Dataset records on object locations
* * *
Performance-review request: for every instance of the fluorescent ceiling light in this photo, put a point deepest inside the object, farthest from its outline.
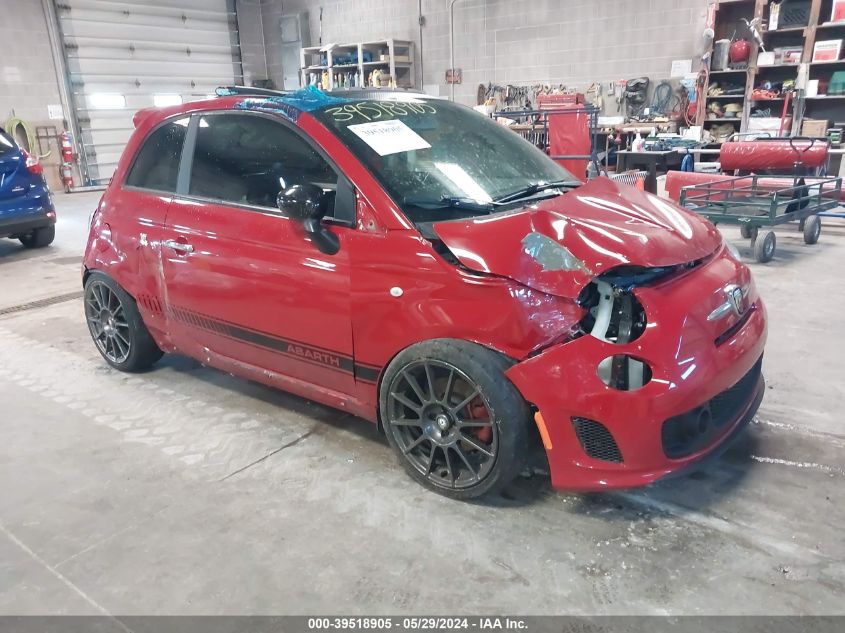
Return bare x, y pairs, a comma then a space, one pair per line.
106, 101
162, 101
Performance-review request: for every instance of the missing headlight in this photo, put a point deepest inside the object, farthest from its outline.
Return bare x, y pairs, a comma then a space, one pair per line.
613, 315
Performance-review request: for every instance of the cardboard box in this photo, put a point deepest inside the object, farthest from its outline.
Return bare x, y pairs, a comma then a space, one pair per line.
763, 124
827, 50
814, 128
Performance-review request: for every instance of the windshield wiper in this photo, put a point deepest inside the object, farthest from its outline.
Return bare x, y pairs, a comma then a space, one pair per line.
452, 202
533, 189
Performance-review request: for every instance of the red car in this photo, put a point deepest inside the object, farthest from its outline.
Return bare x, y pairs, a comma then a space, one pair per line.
413, 262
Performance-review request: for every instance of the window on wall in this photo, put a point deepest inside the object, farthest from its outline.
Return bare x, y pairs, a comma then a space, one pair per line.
157, 164
249, 159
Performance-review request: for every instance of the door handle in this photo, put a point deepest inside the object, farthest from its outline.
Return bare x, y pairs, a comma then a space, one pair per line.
178, 246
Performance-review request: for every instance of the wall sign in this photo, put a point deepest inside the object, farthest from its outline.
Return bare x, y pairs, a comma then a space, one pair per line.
454, 76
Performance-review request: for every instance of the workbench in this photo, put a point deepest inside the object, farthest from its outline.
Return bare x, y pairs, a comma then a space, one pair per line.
651, 161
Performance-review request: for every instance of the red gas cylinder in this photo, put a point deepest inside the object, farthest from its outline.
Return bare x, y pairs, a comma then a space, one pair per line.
740, 51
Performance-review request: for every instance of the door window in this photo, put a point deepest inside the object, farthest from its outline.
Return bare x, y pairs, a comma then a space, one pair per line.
247, 159
157, 164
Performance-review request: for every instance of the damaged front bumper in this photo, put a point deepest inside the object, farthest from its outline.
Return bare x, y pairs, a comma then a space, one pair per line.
705, 385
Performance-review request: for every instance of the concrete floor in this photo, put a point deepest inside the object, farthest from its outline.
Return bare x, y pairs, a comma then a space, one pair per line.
188, 491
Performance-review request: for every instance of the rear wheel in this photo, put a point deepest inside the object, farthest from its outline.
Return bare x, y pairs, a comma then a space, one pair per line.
456, 423
812, 229
116, 326
39, 238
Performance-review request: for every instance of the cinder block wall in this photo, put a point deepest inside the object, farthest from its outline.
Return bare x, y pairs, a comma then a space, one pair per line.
574, 42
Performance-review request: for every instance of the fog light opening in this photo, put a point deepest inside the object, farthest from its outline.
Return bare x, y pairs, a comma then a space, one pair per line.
624, 373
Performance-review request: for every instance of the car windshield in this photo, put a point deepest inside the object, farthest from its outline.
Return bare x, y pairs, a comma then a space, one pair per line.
442, 161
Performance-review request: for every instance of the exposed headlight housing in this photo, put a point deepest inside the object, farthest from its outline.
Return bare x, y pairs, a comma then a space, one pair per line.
733, 250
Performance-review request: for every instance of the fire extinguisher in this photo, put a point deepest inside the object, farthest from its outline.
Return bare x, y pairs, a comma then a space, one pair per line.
68, 157
67, 176
67, 147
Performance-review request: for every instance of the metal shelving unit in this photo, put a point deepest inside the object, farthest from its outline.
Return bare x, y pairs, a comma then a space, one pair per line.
394, 57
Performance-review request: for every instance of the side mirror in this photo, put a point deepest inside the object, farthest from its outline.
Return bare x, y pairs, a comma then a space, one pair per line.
307, 204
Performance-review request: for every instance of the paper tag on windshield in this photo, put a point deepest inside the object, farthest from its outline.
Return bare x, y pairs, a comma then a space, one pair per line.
389, 137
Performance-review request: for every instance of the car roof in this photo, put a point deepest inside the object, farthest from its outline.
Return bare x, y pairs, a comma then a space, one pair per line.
289, 104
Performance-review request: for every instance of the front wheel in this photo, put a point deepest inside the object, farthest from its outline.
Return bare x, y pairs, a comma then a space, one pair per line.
764, 247
812, 229
748, 232
456, 423
116, 326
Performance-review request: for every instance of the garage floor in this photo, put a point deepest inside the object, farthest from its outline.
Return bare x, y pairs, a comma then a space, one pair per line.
188, 491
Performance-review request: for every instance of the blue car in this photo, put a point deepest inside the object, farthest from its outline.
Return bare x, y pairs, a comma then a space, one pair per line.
26, 206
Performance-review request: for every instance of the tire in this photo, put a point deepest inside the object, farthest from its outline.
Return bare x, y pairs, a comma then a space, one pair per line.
748, 232
456, 445
116, 326
39, 238
812, 229
764, 247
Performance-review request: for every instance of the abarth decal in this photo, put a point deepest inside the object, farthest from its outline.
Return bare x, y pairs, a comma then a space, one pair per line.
294, 349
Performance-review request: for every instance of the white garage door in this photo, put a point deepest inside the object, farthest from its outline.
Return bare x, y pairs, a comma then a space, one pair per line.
124, 56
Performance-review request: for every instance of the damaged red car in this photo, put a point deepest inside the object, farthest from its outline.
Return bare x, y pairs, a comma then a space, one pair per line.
416, 264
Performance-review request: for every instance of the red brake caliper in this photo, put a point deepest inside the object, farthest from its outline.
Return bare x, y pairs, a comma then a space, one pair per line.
477, 411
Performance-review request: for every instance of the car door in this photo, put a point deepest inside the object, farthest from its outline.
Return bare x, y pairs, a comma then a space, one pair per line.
242, 280
133, 219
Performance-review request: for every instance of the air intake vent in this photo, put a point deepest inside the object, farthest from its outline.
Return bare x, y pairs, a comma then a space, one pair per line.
596, 440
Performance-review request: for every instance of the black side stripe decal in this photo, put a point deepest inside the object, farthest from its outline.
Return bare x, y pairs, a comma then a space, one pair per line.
294, 349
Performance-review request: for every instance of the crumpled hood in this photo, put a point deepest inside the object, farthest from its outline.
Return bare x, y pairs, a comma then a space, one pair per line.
559, 245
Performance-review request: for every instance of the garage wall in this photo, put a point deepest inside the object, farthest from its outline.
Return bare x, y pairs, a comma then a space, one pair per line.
27, 74
28, 80
574, 42
124, 56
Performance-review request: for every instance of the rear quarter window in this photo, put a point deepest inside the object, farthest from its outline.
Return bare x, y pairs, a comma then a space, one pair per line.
156, 165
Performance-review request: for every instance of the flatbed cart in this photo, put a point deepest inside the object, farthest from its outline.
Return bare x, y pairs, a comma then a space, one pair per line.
758, 202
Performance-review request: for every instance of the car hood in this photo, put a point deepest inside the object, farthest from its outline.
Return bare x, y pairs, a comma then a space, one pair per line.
559, 245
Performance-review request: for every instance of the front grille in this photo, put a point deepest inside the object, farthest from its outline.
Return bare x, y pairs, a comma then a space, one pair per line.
596, 440
691, 431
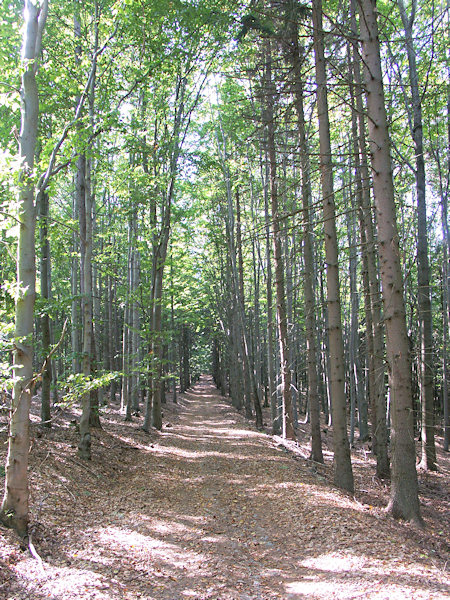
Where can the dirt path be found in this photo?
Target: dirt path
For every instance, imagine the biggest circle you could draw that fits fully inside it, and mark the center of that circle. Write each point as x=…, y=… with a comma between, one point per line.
x=211, y=509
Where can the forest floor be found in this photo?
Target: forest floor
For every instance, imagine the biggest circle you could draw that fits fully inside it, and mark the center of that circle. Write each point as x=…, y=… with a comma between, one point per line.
x=210, y=508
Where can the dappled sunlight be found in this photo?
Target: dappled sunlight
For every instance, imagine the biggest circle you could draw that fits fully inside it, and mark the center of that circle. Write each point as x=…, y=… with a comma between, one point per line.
x=150, y=548
x=352, y=574
x=207, y=509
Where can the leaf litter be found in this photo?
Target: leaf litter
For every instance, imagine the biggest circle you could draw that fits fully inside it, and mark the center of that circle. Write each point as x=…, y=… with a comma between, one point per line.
x=211, y=509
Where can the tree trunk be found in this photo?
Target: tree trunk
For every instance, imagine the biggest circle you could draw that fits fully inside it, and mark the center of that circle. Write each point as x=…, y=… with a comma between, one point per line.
x=423, y=266
x=14, y=508
x=295, y=58
x=343, y=476
x=288, y=430
x=45, y=319
x=404, y=501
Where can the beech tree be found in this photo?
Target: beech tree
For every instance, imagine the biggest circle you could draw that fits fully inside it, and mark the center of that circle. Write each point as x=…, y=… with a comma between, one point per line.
x=14, y=508
x=404, y=500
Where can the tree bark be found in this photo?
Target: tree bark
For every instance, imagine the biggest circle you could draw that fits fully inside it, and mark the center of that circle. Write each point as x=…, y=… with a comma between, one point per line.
x=343, y=475
x=404, y=501
x=288, y=430
x=45, y=319
x=14, y=508
x=428, y=460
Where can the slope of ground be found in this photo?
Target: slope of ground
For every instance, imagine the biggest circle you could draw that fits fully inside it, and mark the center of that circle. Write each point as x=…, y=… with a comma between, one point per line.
x=212, y=509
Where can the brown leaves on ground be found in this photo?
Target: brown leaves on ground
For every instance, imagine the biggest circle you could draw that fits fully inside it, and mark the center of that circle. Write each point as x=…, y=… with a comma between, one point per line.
x=212, y=509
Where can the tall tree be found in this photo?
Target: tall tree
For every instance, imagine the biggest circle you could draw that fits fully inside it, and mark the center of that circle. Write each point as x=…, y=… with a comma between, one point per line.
x=14, y=508
x=343, y=475
x=423, y=266
x=404, y=501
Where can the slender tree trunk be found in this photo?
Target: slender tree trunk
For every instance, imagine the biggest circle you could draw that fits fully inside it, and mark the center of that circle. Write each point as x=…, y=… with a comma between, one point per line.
x=423, y=266
x=343, y=475
x=295, y=58
x=45, y=319
x=404, y=501
x=14, y=508
x=288, y=430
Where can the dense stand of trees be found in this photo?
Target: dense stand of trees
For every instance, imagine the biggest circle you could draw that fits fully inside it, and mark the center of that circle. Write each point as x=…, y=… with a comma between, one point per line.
x=255, y=190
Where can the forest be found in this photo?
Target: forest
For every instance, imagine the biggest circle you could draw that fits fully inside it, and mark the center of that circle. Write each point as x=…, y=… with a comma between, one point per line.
x=224, y=299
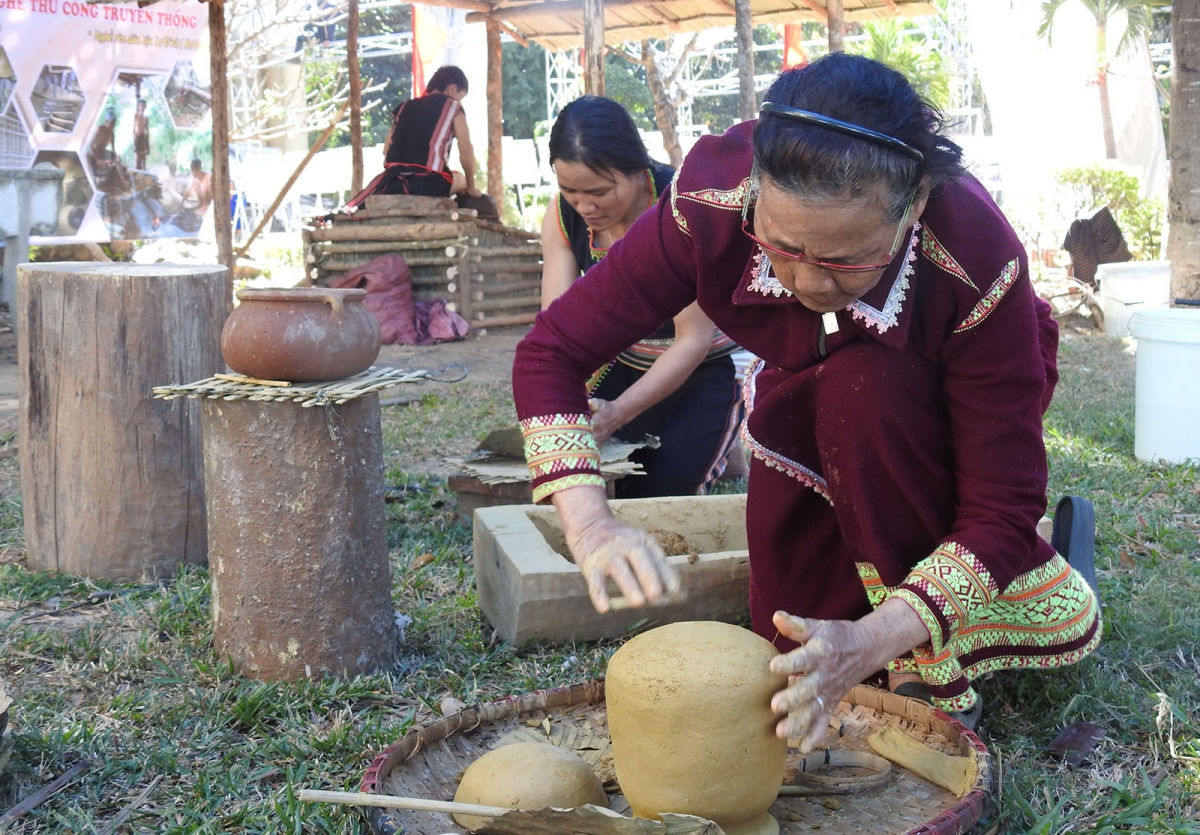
* * *
_WHAT IS EXPECTED_
Output the material as a two-column CSV with the columns request and answer: one row per request, with its text and its answer each in a single quoted field and line breaks turned into spaces. Begin at the line that contains "Where can the brown", run through the end of the material, and leave the pictures out.

_SOLUTION TO THE EXERCISE_
request,answer
"Where can the brown leaves on ground be found in this photo? Target: brown leaves on ground For every instance, imagine the biggest circle you could draw that fits fully inside it, and mark the center of that circle. Write each point as x=…, y=… with a comma between, one point per line.","x=212, y=509"
"Where can the tall tree be found in this photo? Target: tall tree For every instance, imagine the biggest circle you could draw that fits fully inside it, and mark the center of that circle. Write each point as x=…, y=… with a comma between, one point per line.","x=14, y=508 x=343, y=475 x=423, y=266 x=404, y=501"
"Where can the slender tree trunk be found in this photo? Target: slender tree trunk For every instance, imagine the biggest circle you could draw that fits fully inside it, and mark the center of that circle. Write each point as x=…, y=… with a comma between, one point per line.","x=423, y=266 x=343, y=475 x=295, y=58 x=45, y=319 x=404, y=501 x=14, y=508 x=288, y=430"
"Where can the dense stand of trees be found in this photo? Target: dense stand of trees For every instance, imagine the biggest circle you could draw that fits fully inside it, and mark the center of that circle. Write each point as x=…, y=… with a comma between, one point per line.","x=255, y=190"
"Where can the forest be found in this photo? Target: forest For every instance, imagine the biggest circle you could draw that fits fully inside it, and mark the center of that circle. Write each point as x=…, y=… with a comma between, one point per line.","x=224, y=299"